Task objective
Return the whole listing exactly as it stands.

━━━ Supplied information ━━━

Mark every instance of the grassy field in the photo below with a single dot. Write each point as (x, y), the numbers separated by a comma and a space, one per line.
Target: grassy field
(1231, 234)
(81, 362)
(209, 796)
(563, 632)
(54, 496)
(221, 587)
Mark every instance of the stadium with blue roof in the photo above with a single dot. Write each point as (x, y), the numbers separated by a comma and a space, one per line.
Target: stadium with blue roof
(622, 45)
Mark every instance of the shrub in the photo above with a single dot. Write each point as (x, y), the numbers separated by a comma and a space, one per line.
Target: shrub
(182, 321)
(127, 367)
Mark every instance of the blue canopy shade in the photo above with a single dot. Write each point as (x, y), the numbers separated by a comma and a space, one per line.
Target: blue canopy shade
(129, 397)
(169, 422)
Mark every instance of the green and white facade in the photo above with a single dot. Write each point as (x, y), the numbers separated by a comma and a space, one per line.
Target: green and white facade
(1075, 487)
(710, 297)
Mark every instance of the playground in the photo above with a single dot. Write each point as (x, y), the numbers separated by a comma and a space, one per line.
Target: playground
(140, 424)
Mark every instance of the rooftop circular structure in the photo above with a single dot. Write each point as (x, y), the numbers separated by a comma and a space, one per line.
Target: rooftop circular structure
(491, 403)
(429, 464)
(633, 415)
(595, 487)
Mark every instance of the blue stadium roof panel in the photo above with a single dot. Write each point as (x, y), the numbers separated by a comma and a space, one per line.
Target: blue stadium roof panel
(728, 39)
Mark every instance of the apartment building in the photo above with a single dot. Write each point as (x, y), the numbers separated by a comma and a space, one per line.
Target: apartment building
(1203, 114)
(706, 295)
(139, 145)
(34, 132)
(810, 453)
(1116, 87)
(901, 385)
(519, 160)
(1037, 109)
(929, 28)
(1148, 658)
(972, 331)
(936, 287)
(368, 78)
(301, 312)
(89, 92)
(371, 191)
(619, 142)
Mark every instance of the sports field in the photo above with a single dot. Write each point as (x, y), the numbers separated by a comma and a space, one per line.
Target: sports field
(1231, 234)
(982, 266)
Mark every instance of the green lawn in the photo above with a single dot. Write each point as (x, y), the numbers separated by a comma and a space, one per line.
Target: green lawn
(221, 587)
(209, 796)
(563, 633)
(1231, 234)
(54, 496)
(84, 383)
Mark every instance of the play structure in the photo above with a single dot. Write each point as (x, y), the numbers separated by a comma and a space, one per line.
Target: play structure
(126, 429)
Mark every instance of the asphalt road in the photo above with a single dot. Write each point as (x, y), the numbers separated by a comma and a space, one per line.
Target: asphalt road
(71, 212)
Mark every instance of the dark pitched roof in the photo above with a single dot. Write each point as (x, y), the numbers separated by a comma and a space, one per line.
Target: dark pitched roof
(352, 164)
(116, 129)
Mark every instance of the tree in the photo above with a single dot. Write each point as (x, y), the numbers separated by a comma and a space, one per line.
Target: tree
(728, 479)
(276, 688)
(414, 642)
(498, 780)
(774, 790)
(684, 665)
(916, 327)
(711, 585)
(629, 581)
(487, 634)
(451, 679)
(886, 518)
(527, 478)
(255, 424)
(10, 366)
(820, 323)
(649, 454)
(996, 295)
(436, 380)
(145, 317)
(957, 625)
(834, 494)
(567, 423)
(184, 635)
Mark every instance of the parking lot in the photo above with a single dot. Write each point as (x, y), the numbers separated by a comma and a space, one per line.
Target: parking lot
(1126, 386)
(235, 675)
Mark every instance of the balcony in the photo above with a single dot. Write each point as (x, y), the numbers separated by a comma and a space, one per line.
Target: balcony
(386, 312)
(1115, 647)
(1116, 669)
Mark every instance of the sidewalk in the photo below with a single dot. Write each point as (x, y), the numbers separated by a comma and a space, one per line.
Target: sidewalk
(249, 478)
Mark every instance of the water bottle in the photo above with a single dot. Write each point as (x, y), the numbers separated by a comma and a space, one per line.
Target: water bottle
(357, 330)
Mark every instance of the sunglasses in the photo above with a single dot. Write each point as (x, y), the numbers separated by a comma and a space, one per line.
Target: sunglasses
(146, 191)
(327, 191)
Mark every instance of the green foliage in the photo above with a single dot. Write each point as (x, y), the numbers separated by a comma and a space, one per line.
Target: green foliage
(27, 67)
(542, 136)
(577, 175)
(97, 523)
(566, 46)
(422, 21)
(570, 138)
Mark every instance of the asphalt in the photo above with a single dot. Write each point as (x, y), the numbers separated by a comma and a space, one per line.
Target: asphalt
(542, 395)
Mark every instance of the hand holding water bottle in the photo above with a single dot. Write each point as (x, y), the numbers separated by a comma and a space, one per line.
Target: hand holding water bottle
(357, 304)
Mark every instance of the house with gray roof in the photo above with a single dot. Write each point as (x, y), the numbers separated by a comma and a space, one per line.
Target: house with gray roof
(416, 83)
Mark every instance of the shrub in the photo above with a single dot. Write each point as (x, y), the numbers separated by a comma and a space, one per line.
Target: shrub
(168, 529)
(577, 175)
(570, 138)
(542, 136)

━━━

Final result
Mark every instance of the grassy field in the photo below with a single dot. Write each point as (x, y), the numbers separated by a comma and a space, one per line.
Target: grassy field
(1231, 234)
(81, 362)
(209, 796)
(563, 632)
(54, 496)
(221, 587)
Mark every instance of the stadium with blue roof in the photo above with a single dot. Write each point as (x, y), the numbers separated by a comma and a space, one per line.
Target: stadium with blue roof
(622, 45)
Mark every instance of the shrub in the photo above with a single dot. Write each point as (x, y), the numbers separated by a comma and a space, one per line.
Target: shrub
(182, 321)
(127, 367)
Mark every instance of the blue canopy shade in the photo above with a single dot. Write each point as (x, y), the numbers separated by a comma and a space, one per line.
Target: blue canopy shade
(129, 397)
(169, 422)
Mark every instance of the green and white facade in the photo above with a single dot. Write each point as (x, y), the numbers separated by a comma and a space, one per line.
Target: green and white facade
(1075, 487)
(710, 297)
Mark every instance of the playground in the photo above with a single dot. Write each point as (x, y), the numbers separated by a comma and a space, one per line.
Target: playground
(140, 424)
Mark every instance of the rooftop circular structure in the photo above with a single dot. Write each point as (x, y), the numbers separated by a comma and a space, one per line.
Target: rooftop circular structure
(491, 403)
(429, 464)
(633, 415)
(595, 487)
Mark every instance of the blue stadium roof panel in the photo above with a single dot. Write each point as (x, y), the numbers separated by a comma and a space, one per line.
Target: blue stadium roof panel
(728, 39)
Mark every instance of the apartment building in the photo above with a single dot. Write each point as (x, y), the numbers separated by a comma and a space, one per line.
Target: apartment building
(1203, 114)
(706, 295)
(139, 145)
(34, 132)
(810, 453)
(1116, 87)
(901, 385)
(519, 160)
(1037, 109)
(929, 28)
(1148, 658)
(972, 331)
(936, 287)
(368, 78)
(301, 312)
(89, 92)
(371, 191)
(619, 142)
Mark every instance of the sports field in the photo above with a single dot. Write each point as (x, y), the numbers separated by a comma and a space, one per line.
Target: sports field
(1231, 234)
(982, 266)
Mark every instance of the green lawn in the photo above with a single dot. Write each point as (x, y), the numbers separated by a comma and a space, one per line.
Target: green lawn
(221, 587)
(209, 796)
(563, 633)
(1231, 234)
(54, 496)
(84, 383)
Mark every instance of the play structure in the photo above with a single dot. Write each point as (x, y), the numbers separated by a comma and a space, one per line.
Target: play structure
(126, 429)
Mark every instance of the asphalt road in the photo above with a single dot. Write each point as (x, y), the numbers separated by a comma and a space, one per line.
Target: asphalt road
(71, 212)
Mark every instance of the dark pitched roof in the photo above with a single dot. Write each point as (x, y), the numbers separated by a comma and a space, one per line.
Target: dark pitched roof
(352, 164)
(116, 129)
Mark every instance of the tree in the photo above with a single dot. Write each point as (x, y), the numbers separated by a comma and a space, one per line.
Target: tree
(728, 479)
(276, 688)
(414, 642)
(498, 780)
(774, 790)
(684, 665)
(916, 327)
(711, 585)
(629, 581)
(487, 634)
(451, 679)
(886, 518)
(527, 478)
(255, 424)
(10, 366)
(820, 323)
(649, 454)
(996, 295)
(436, 380)
(145, 317)
(957, 625)
(834, 494)
(567, 423)
(184, 635)
Mark every instance of the parking lot in the photo above with a single dot. Write each point as (x, y), the numbers separated by a comma and a space, one per line.
Target: parking lot
(1126, 386)
(235, 675)
Mark every instance of the balcony in the photo above with a single dot. Write each point as (x, y), the numbers separated by a comma and a space, one per line.
Target: balcony
(386, 312)
(1115, 647)
(1116, 669)
Mark every instance of the sidewalk in the photo below with a single dot. Write each point as (x, y), the numbers separated by a comma and a space, one per line.
Target: sidewalk
(249, 478)
Mark every instance of the water bottle in the photo above with a single dot. Write each point as (x, y), the numbers separated by a comma and a space, one per line.
Target: water bottle
(357, 330)
Mark every instance of the sunglasses in the photo above with a single dot. Write each point as (x, y), the numbers separated by a comma and a space, one per line.
Target: sunglasses
(146, 191)
(327, 191)
Mark every instance of the green foliage in the photo above with a single dot. Write each point as (x, y), the numbers separated by a comma and a space, one per line.
Target: green foliage
(27, 67)
(542, 136)
(577, 175)
(97, 523)
(566, 46)
(422, 21)
(570, 138)
Mark every instance of the asphalt in the photo above with a single dot. Write each point as (x, y), the numbers separated by a comma and a space, one per line.
Target: asphalt
(542, 395)
Mark every instance of the hand holding water bottle in the photo above with a single dot. Write each point as (x, y), the numbers separated by a comma and a space, one per line.
Target: hand holding water bottle
(357, 304)
Mark every instance of the house with gray roof in the photo above with a single dot. Write each point as (x, y), the numbers separated by a comma and a space, one per line.
Target: house with gray roof
(416, 83)
Mark every instance of the shrub in the photo above with a single dot. Write each point as (x, y), the numbers separated by a comma and a space, one per line.
Target: shrub
(168, 529)
(577, 175)
(570, 138)
(542, 136)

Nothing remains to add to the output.